# Provided records
^^^^

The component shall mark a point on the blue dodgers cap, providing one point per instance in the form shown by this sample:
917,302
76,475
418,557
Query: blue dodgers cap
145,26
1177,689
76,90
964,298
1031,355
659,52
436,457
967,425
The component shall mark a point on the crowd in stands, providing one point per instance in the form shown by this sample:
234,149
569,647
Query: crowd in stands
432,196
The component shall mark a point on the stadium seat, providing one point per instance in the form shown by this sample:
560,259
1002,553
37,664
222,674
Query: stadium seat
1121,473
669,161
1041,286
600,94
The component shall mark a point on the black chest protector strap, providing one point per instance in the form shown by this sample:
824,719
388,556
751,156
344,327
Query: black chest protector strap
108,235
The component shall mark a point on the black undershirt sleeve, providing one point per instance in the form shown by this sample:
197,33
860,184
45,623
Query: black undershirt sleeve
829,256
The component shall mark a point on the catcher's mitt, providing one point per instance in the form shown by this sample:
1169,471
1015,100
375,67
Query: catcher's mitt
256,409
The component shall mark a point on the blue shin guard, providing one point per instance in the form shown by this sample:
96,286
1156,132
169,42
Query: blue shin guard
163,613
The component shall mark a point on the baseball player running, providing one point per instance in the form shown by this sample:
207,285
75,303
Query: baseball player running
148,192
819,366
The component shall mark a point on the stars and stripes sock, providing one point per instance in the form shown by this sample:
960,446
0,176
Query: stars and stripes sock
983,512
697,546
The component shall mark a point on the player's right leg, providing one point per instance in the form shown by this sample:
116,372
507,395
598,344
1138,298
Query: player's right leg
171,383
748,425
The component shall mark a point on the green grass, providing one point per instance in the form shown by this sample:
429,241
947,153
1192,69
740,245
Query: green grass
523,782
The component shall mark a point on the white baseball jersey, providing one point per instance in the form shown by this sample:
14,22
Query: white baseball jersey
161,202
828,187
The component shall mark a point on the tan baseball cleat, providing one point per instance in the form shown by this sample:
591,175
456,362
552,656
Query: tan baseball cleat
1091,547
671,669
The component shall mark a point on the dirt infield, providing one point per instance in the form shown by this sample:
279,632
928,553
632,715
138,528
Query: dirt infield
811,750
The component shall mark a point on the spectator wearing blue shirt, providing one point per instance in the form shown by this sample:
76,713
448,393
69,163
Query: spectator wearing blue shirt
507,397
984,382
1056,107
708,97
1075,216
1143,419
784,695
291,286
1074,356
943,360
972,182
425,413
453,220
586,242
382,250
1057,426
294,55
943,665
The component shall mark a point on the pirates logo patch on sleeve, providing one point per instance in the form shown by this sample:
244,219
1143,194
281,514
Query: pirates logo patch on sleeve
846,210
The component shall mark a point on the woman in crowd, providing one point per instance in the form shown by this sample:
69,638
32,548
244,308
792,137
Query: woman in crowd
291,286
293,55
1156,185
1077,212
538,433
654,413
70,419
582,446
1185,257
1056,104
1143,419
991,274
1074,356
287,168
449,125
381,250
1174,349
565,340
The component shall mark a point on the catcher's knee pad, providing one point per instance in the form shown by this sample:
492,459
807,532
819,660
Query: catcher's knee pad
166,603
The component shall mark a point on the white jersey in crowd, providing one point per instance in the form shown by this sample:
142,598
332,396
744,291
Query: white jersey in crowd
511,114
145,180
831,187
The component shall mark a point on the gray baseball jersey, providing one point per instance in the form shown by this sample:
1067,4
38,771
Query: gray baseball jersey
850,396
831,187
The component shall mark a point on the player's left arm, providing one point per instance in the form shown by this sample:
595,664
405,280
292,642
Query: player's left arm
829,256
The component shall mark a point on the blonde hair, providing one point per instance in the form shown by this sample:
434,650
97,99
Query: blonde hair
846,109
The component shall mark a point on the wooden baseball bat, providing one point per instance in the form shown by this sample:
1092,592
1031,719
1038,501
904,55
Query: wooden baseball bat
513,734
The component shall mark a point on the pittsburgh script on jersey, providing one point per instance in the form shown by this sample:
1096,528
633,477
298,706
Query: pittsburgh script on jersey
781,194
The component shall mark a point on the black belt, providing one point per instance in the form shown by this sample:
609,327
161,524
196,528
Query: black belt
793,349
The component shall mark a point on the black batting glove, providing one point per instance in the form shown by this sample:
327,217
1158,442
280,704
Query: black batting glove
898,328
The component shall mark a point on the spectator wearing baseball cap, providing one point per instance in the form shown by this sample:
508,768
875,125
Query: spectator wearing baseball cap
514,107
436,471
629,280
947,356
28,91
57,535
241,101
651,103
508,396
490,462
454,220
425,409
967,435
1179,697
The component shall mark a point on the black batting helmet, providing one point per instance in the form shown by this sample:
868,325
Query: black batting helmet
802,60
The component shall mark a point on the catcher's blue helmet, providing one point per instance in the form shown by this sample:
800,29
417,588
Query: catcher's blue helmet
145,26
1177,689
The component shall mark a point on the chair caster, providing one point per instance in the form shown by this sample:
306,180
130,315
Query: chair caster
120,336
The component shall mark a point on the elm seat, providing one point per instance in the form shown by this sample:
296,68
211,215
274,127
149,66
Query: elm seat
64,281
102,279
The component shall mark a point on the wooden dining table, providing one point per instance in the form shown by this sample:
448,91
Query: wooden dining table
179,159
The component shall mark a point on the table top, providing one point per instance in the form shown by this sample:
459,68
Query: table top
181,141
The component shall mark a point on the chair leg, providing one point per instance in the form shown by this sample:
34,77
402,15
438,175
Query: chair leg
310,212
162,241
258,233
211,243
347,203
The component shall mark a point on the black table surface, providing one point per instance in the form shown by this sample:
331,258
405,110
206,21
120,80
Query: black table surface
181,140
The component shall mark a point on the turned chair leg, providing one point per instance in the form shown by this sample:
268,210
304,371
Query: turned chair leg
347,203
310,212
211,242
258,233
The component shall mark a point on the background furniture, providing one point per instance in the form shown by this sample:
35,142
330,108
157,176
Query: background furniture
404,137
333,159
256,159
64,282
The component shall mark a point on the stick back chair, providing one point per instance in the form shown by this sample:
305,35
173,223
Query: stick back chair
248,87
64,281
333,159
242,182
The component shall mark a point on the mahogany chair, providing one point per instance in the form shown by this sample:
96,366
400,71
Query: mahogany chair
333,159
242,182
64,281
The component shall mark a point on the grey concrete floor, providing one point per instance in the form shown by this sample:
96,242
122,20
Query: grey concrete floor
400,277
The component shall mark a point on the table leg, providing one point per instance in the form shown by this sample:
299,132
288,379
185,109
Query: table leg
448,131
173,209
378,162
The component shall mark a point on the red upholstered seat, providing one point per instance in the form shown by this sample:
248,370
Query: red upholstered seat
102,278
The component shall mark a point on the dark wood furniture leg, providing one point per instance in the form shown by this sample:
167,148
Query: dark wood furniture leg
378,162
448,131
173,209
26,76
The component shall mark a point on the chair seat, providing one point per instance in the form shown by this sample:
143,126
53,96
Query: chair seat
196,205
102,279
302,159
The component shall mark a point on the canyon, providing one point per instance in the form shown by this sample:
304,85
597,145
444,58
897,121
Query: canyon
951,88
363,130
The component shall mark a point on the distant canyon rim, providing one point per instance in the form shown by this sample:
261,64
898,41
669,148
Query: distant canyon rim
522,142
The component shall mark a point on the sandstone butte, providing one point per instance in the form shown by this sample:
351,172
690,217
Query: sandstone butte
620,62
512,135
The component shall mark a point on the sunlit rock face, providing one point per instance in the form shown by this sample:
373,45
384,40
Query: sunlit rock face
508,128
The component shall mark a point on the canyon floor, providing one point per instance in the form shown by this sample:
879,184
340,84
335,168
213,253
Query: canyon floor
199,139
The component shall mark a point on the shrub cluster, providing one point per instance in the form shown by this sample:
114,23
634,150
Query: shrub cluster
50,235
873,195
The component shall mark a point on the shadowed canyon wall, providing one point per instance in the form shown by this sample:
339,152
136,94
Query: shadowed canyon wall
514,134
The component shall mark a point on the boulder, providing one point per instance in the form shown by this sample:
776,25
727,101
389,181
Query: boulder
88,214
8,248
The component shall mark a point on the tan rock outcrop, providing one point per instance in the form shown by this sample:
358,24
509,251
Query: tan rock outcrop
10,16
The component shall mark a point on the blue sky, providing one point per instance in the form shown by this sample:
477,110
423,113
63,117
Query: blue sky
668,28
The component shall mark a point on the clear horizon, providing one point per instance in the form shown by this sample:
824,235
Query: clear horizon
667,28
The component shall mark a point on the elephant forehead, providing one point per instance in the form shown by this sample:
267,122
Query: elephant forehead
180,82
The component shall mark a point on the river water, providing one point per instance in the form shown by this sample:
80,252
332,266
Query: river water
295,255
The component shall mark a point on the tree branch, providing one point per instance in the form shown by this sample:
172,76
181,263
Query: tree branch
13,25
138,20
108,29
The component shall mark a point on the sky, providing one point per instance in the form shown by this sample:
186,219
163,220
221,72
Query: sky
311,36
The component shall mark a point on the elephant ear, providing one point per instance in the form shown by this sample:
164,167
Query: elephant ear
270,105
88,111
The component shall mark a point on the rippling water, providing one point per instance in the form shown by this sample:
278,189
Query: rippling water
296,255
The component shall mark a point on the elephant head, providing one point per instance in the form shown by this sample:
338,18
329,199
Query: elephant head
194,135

^^^^

Can you pull out, word for word, every line of the records above, from the one containing "The component shall mark a point on the blue sky, providing" through the final line of the records, with both ends included?

The component shall mark a point on the blue sky, providing one point per instance in the form shown by this sample:
477,110
423,113
63,117
Query: blue sky
668,28
The component shall mark a point on the clear horizon, providing one point per instance in the form shown by this sample:
824,235
Query: clear horizon
667,28
The component shall mark a point on the elephant forehead, providing one point per instance in the form shown by this sample:
267,122
Query: elephant forehead
180,82
The component shall mark a point on the river water, providing one point per instance in the form shown by this sample:
80,252
332,266
Query: river water
295,255
The component shall mark a point on the tree branch, providing one point per instance in the form shown by this sample:
172,76
181,263
Query: tree branch
13,25
138,20
108,29
The component shall mark a point on the sky, providing one point per instance in the form shown by this sample:
186,219
163,220
221,72
Query: sky
311,36
The component shall mark a point on the elephant ear, providing one point per instance in the form shown by this sample:
164,167
Query: elephant ear
270,105
88,111
The component shall mark a point on the rippling water, providing one point per instance in the form shown by this sample:
278,189
Query: rippling water
296,255
The component shall mark a point on the elephant head, providing one point per instance in the form shown by this sample:
338,18
329,199
Query: elephant head
194,135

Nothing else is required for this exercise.